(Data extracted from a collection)
***

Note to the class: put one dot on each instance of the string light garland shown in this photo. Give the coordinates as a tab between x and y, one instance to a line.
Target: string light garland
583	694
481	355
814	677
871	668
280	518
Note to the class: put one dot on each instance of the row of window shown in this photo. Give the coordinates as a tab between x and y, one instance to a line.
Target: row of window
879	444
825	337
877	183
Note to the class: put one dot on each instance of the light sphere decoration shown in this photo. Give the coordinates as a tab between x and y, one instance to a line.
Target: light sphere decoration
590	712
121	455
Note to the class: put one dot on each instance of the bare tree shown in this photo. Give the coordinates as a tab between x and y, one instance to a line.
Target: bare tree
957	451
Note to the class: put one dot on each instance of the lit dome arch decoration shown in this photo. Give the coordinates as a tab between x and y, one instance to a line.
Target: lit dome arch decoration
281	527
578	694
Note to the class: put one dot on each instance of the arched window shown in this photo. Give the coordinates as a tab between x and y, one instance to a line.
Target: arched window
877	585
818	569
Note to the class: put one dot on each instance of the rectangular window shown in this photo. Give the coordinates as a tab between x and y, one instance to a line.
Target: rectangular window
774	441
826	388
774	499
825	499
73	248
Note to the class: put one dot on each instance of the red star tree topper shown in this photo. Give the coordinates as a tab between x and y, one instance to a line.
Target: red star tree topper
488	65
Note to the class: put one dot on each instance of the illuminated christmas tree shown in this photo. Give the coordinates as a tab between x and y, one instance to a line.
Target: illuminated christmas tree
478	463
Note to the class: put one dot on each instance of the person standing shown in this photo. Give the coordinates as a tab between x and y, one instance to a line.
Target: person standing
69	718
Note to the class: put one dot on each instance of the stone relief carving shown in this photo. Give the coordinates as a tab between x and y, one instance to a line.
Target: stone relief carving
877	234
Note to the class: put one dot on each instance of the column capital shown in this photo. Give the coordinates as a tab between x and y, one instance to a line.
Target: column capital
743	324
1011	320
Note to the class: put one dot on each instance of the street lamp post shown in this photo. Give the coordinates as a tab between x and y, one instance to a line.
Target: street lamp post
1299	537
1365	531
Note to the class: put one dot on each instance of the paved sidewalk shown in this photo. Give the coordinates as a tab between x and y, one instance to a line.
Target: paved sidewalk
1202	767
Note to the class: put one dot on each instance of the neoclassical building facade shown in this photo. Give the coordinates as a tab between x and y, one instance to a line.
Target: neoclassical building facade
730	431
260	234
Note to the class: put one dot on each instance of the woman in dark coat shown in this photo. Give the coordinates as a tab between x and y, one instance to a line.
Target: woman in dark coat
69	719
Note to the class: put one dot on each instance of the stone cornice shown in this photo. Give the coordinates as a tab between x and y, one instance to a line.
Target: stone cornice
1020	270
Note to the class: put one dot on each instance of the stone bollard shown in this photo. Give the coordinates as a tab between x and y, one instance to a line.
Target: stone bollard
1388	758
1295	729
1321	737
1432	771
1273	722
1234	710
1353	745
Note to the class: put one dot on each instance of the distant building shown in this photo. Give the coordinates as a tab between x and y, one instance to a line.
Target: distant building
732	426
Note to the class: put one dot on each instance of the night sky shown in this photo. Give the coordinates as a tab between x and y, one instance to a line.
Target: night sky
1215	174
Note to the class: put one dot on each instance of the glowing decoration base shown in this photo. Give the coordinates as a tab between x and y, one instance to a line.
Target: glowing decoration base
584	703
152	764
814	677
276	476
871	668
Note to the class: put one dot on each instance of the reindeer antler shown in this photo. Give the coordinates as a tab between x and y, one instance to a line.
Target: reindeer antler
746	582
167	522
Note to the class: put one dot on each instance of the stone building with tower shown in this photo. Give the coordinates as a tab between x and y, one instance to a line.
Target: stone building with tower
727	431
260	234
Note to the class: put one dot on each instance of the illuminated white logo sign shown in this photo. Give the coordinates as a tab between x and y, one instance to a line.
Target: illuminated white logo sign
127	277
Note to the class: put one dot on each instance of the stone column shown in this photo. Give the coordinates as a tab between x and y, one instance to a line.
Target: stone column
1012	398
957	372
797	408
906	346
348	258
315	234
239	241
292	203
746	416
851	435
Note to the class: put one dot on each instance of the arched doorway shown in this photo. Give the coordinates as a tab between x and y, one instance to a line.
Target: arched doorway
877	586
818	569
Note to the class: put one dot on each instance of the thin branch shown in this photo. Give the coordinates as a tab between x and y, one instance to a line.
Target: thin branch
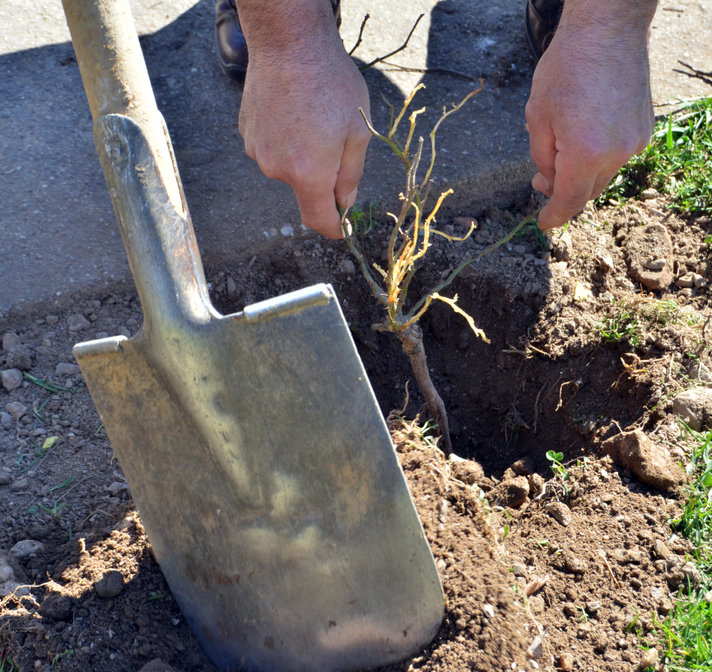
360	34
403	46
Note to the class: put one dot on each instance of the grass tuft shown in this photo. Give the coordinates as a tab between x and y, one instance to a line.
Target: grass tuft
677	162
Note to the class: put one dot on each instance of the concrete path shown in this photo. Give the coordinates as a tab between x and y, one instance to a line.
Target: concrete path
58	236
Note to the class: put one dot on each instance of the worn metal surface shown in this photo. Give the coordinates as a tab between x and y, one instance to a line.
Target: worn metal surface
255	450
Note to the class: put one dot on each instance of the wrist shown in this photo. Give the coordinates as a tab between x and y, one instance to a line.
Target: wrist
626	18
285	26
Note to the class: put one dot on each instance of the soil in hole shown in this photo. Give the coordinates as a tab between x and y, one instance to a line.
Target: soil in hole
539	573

***

GOAL: Give the material again exactly as it is, but keep the pictures out.

SOLUTION:
Note to the class: put one dot on each instance of the string light garland shown in this photo. Give the coordinates as a tab between x and y, one instance to a line.
Target: string light garland
583	694
481	355
814	677
871	668
280	518
Note to the class: put one dot on each instance of the row of window shown in this photo. Give the coordinates as a tab between x and y, one instance to a line.
Target: row of window
879	444
825	337
877	183
Note to the class: put one dot on each instance of the light sphere decoration shown in this photo. Give the coordinates as a tab between x and y, one instance to a line.
Target: light sphere decoration
590	712
121	455
Note to the class: put one dot on each instance of the bare tree shown in this photo. Give the coordinates as a tab between x and y, one instance to a line.
Target: bare tree
957	451
Note to the class: put one dot on each instance of the lit dome arch decoration shown in this photo. Give the coordinates as a tab between x and y, one instance to a line.
Target: lit dome arch decoration
281	527
578	694
Note to the class: put one dot on each instance of the arched window shown in this photo. Give the coordinates as a tab between x and y, one instance to a line.
Target: arched window
877	585
818	569
Note to the class: put one dot on each instance of the rectangular window shown in this photo. Give the coordinates as a tab between x and y, one instance to a line.
Target: rectangular window
774	441
826	388
774	499
825	499
73	248
Note to the class: put one dot on each instance of the red star tree topper shown in this photo. Give the coordinates as a tab between x and y, one instance to a line.
Target: red star tree topper
488	65
Note to the class: put one dot on each instance of the illuminated christmas tree shown in this photo. Give the coordinates as a tab between x and y, one instance to a line.
Target: illuminated christmas tree
478	463
Note to the class: put one dot on each instance of the person standing shown in this photo. Give the coordinates as a tab between x and y, one instance to a line.
Target: person standing
69	718
Note to the class: put one dot on each instance of the stone relief carving shown in this photo. Give the coordinates as a tab between x and y, one instance to a line.
Target: stone relief carving
877	234
Note to the class: put one dot on each instance of the column capital shown in this photo. Give the coordinates as a tab between x and y, one instance to a line.
Target: column capital
743	324
1011	320
Note to the class: put one dot on each instance of the street lamp post shown in this photo. Give the coordinates as a tab between x and y, one instance to a line.
Target: street lamp post
1299	537
1365	531
Note to the class: put one dot on each instance of the paved sidewalk shown in this photo. Give the coordinates as a tab between x and y, one instance to a line.
Target: paved sidewalk
1202	767
Note to the class: put one dot on each instance of the neoclassical building facade shown in this photo. Give the coordinates as a tab between x and y, one instance to a line.
Target: neoclassical building facade
730	431
260	234
Note to the class: put one dot on each instance of the woman in dark coat shown in this photo. Give the coordinates as a tab between x and y, one instance to a line.
Target: woman in dark coat
69	719
Note to the class: put one dot on each instance of the stone cornice shown in this photo. Give the coordinates as a tab between x and y, one instance to a line.
Target: stone cornice
1020	270
Note to the class: put one dot on each instance of the stone bollard shown in this photo. Give the coordinates as a tab between x and y, one instance to a line.
Target: stone bollard
1388	758
1295	729
1321	737
1432	771
1273	722
1234	710
1353	745
Note to the class: put one dot on each instance of the distant building shown in this photo. Give the coordinates as a tab between x and y, one instance to a line.
Target: distant building
732	426
Note to the class: put one dot on each instance of the night sky shown in this photo. Give the coordinates as a tab between x and y, one instance to a line.
Target: night sky
1215	174
Note to the class: put one dot on each instance of the glowing decoration base shown in this photo. Give the coordinates as a tab between x and y, one instance to a line.
Target: glowing decoration base
584	703
152	764
814	677
276	476
871	668
Note to the class: put one dot on each instance of the reindeer antler shown in this photo. Give the coordinates as a tab between x and y, one instance to a line.
Target: reindeer antler
746	582
167	522
Note to the class: put one dot on each instance of the stone building with tower shown in this photo. Give the coordinates as a tab between x and y, one instance to a line.
Target: stone building with tower
727	431
260	234
Note to the class: put one dot on each instance of the illuminated white logo sign shown in this photo. Give the coordinates as a tab between x and y, one instance to a line.
Target: illuminated white logo sign
127	277
Note to the class: put one dot on each instance of the stone column shown in this photo. Give the coordinates as a tab between x and y, one instance to a line.
Target: stone column
1012	398
957	372
797	408
906	346
348	258
315	234
239	241
292	203
746	416
851	435
Note to the class: put one dot on each instance of the arched doorway shown in this photo. Give the coordinates as a tab between x and y, one instance to a line.
Target: arched doorway
877	586
818	569
Note to the class: put one dot on each instance of the thin branch shown in this photo. Give the coordinates as a tab between x and y, one instance to a line.
Target: thin branch
360	34
403	46
Note to the class: put one dot on each instance of the grass tuft shown in this photo. Give the coordinates as a tab between x and y, one instance to a line.
Target: grass tuft
677	162
Note to the class: put one dot on each instance of the concrete path shown in this photo. Give the coordinates as a tab between x and y, one instance to a line.
Target: concrete path
58	236
Note to the class: put one dot on each instance of the worn metal surface shown in this photo. Give the coordinates as a tab between x and y, one instance to a line.
Target: worn metal surface
255	450
Note to the class: put one dot on each instance of the wrist shown in this photo. Give the coordinates as a tab between x and y, one instance to a line.
Target: wrist
626	18
285	26
Note to the class: put one dot on each instance of the soil in hole shown in this photo. Give the coordinates as a tab between x and y, one instance to a line.
Target: soil in hole
539	573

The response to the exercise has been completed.